AVAILABLE DATA:

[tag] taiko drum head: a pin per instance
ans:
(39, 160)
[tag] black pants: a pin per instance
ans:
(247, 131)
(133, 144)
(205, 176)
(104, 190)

WHAT TO PRODUCE:
Would you return the full set of entries, unchanged in every detail?

RESPONSE:
[tag] taiko drum head: a pin per instance
ans:
(39, 160)
[tag] black pants: a pin per instance
ans:
(247, 131)
(133, 144)
(205, 176)
(104, 190)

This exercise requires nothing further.